* **WORK TASK**:
All that is needed is the line containing "positive clicks: (56, 221)" together with each line after it, transcribed exactly to the end of the records.
:: EXERCISE MATERIALS
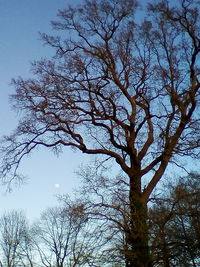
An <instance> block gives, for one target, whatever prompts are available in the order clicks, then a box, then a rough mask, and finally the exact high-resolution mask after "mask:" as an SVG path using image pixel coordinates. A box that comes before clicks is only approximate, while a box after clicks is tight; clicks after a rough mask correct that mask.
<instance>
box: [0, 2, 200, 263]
mask: <svg viewBox="0 0 200 267" xmlns="http://www.w3.org/2000/svg"><path fill="white" fill-rule="evenodd" d="M148 7H149V14H148V21H146V20H142V23H140V24H137V21H136V20H135V19H134V14H135V12H136V9H137V2H136V1H135V0H126V1H122V0H109V1H108V0H101V1H96V0H89V1H85V2H84V3H83V4H82V5H79V7H77V8H72V7H69V8H67V9H64V10H61V11H59V13H58V16H59V21H57V22H53V27H54V29H56V30H57V31H61V33H60V35H58V36H49V35H46V34H44V35H43V39H44V41H45V43H47V44H48V45H50V46H51V47H53V48H54V49H55V51H56V55H55V57H54V58H53V59H51V60H41V61H39V62H36V63H34V64H33V72H34V74H35V75H36V77H35V79H28V80H24V79H22V78H19V79H18V80H14V81H13V84H14V85H15V87H16V93H15V94H14V95H13V97H12V99H13V103H14V107H16V108H17V109H20V110H23V111H24V118H23V119H21V121H20V123H19V126H18V128H17V129H16V131H15V132H14V133H13V134H12V135H11V136H8V137H6V138H5V140H6V141H7V144H6V147H4V148H2V151H3V153H4V157H3V166H2V168H1V170H2V177H3V178H4V177H7V179H9V177H10V176H8V173H11V171H12V170H13V172H12V174H11V175H12V176H11V177H10V178H11V179H13V178H14V177H17V175H18V174H17V168H18V165H19V163H20V161H21V159H22V158H23V157H24V156H25V155H27V154H29V153H30V152H31V151H32V150H33V149H35V148H36V147H38V146H40V145H43V146H45V147H48V148H52V149H53V150H55V151H60V150H61V149H62V147H65V146H66V147H68V146H70V147H73V148H77V149H79V150H80V151H82V152H83V153H87V154H92V155H94V154H95V155H99V156H102V157H103V158H102V160H105V159H111V160H114V161H115V162H116V163H117V166H118V167H119V168H120V169H121V170H122V171H123V172H124V174H125V175H127V177H128V178H129V209H130V223H129V225H130V227H131V231H130V236H129V238H128V239H127V242H128V251H127V250H126V254H125V257H126V265H127V266H136V267H137V266H140V267H141V266H151V259H150V256H149V249H148V226H147V202H148V200H149V196H150V194H151V193H152V191H153V189H154V188H155V186H156V185H157V183H158V182H159V180H160V179H161V177H162V176H163V174H164V172H165V171H166V168H167V166H168V164H169V162H172V161H174V162H176V163H177V157H178V156H192V157H198V155H199V132H200V131H199V129H200V127H199V117H198V111H199V110H198V108H199V88H200V83H199V75H200V73H199V63H198V59H199V54H200V48H199V40H200V26H199V21H200V19H199V10H198V1H187V0H182V1H180V2H179V3H178V4H177V5H176V6H173V5H172V4H171V3H169V2H168V1H159V2H158V3H157V4H149V6H148ZM5 140H4V143H5Z"/></svg>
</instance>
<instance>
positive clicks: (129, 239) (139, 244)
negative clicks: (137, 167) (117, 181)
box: [125, 179, 152, 267]
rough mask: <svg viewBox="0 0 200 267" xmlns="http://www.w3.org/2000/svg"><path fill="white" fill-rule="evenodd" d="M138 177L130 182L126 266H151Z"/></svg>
mask: <svg viewBox="0 0 200 267" xmlns="http://www.w3.org/2000/svg"><path fill="white" fill-rule="evenodd" d="M140 183H141V182H140V179H138V182H137V181H136V179H132V180H131V182H130V193H129V200H130V225H129V227H128V231H127V233H126V242H127V251H126V252H125V260H126V267H152V262H151V257H150V251H149V246H148V225H147V203H146V201H144V199H143V197H142V193H141V184H140Z"/></svg>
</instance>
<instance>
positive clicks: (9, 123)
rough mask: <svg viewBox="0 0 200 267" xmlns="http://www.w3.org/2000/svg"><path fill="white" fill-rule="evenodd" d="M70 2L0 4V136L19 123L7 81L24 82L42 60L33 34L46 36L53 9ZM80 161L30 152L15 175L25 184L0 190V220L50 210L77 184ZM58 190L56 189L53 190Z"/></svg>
mask: <svg viewBox="0 0 200 267" xmlns="http://www.w3.org/2000/svg"><path fill="white" fill-rule="evenodd" d="M78 2H80V1H78V0H77V1H76V0H73V1H72V0H70V1H69V0H68V1H67V0H34V1H33V0H0V91H1V96H0V136H2V135H4V134H9V133H10V132H11V131H12V130H14V128H15V126H16V125H17V121H18V119H19V117H18V115H17V114H15V113H14V111H12V110H11V106H10V105H9V97H8V96H9V95H10V94H11V93H12V92H13V88H12V87H11V86H10V85H9V84H10V80H11V79H12V78H16V77H18V76H19V75H21V76H22V77H30V76H31V73H30V62H31V61H34V60H37V59H40V58H41V57H48V56H50V54H51V52H52V51H51V50H50V49H49V48H48V47H46V46H44V45H43V44H42V42H41V41H40V40H39V34H38V32H45V33H50V32H51V25H50V21H51V20H55V19H56V14H57V10H58V9H62V8H65V7H66V6H67V5H68V4H70V3H78ZM81 162H86V157H85V156H83V155H82V154H81V153H78V152H77V153H74V152H72V151H71V150H70V149H66V150H65V152H64V153H63V154H61V155H60V157H59V158H58V157H56V156H55V155H53V154H51V153H50V152H48V151H46V150H42V149H41V150H38V151H35V152H34V153H33V154H32V155H31V156H29V157H28V158H26V159H25V160H24V161H23V163H22V164H21V167H20V170H21V172H22V173H23V174H24V175H26V176H28V178H29V180H28V181H27V183H26V184H24V185H23V186H21V187H14V188H13V192H12V193H9V194H5V188H2V187H1V188H0V203H1V204H0V215H1V214H2V213H3V212H4V211H5V210H10V209H23V210H25V211H26V214H27V216H28V218H30V219H31V220H32V219H35V218H37V217H38V216H39V215H40V213H41V211H42V210H44V209H45V208H46V207H48V206H53V205H54V204H56V195H57V194H63V193H69V192H71V191H72V188H73V187H75V186H76V185H77V183H78V180H77V178H76V175H75V174H74V171H75V170H76V169H77V168H78V166H79V165H80V163H81ZM55 184H59V185H60V187H59V188H56V187H55V186H54V185H55Z"/></svg>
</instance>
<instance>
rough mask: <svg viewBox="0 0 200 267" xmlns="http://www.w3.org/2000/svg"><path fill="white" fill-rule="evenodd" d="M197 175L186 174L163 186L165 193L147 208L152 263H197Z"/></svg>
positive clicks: (197, 174)
mask: <svg viewBox="0 0 200 267" xmlns="http://www.w3.org/2000/svg"><path fill="white" fill-rule="evenodd" d="M199 178H200V177H199V175H198V174H190V175H189V176H187V177H184V178H183V177H182V178H180V179H179V180H178V181H177V182H176V183H174V184H171V185H168V187H166V186H165V192H164V193H163V194H162V195H160V196H159V198H157V199H155V205H153V206H152V207H151V208H150V213H149V214H150V233H151V239H152V251H153V259H154V266H165V267H171V266H181V267H189V266H194V267H197V266H199V264H200V262H199V256H200V246H199V245H200V234H199V233H200V232H199V229H200V225H199V223H200V187H199ZM166 188H168V192H166Z"/></svg>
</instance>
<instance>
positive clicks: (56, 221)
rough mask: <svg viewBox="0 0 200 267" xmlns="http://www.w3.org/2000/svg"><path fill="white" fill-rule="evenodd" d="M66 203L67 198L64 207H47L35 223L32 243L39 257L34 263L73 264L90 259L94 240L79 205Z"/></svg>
mask: <svg viewBox="0 0 200 267" xmlns="http://www.w3.org/2000/svg"><path fill="white" fill-rule="evenodd" d="M69 203H70V202H69V199H68V200H66V201H65V208H62V207H55V208H49V209H47V210H46V211H45V212H43V213H42V215H41V219H40V221H39V222H38V223H36V224H35V226H34V230H33V232H34V236H35V246H36V249H37V252H38V254H39V256H40V260H41V263H40V264H39V263H38V265H41V266H46V267H54V266H56V267H64V266H69V267H75V266H84V265H86V264H88V263H89V262H90V259H91V256H92V253H93V251H94V250H95V248H96V245H95V241H96V242H97V240H96V239H94V238H93V240H92V238H90V232H89V230H88V228H87V218H86V217H85V215H84V210H83V205H81V204H80V205H79V204H76V205H75V204H73V205H72V202H71V203H70V204H69ZM97 243H98V242H97ZM86 266H88V265H86Z"/></svg>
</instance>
::::
* **FINAL ANSWER**:
positive clicks: (56, 221)
rough mask: <svg viewBox="0 0 200 267" xmlns="http://www.w3.org/2000/svg"><path fill="white" fill-rule="evenodd" d="M66 203L67 198L64 207H47L35 223L32 243L39 257L34 263L73 264L90 259L94 240L79 205Z"/></svg>
mask: <svg viewBox="0 0 200 267" xmlns="http://www.w3.org/2000/svg"><path fill="white" fill-rule="evenodd" d="M69 203H70V202H69V199H68V200H66V201H65V208H62V207H55V208H49V209H47V210H46V211H45V212H43V213H42V215H41V219H40V221H39V222H38V223H36V224H35V226H34V230H33V232H34V236H35V246H36V249H37V252H38V254H39V256H40V260H41V263H40V264H39V263H38V265H41V266H46V267H54V266H56V267H64V266H69V267H75V266H84V265H86V264H88V263H89V262H90V259H91V256H92V253H93V251H94V250H95V248H96V245H95V241H96V242H97V240H96V239H94V238H93V240H92V238H90V232H89V230H88V228H87V218H86V217H85V215H84V210H83V205H81V204H80V205H79V204H76V205H75V204H73V205H72V202H71V203H70V204H69ZM97 243H98V242H97ZM86 266H88V265H86Z"/></svg>
</instance>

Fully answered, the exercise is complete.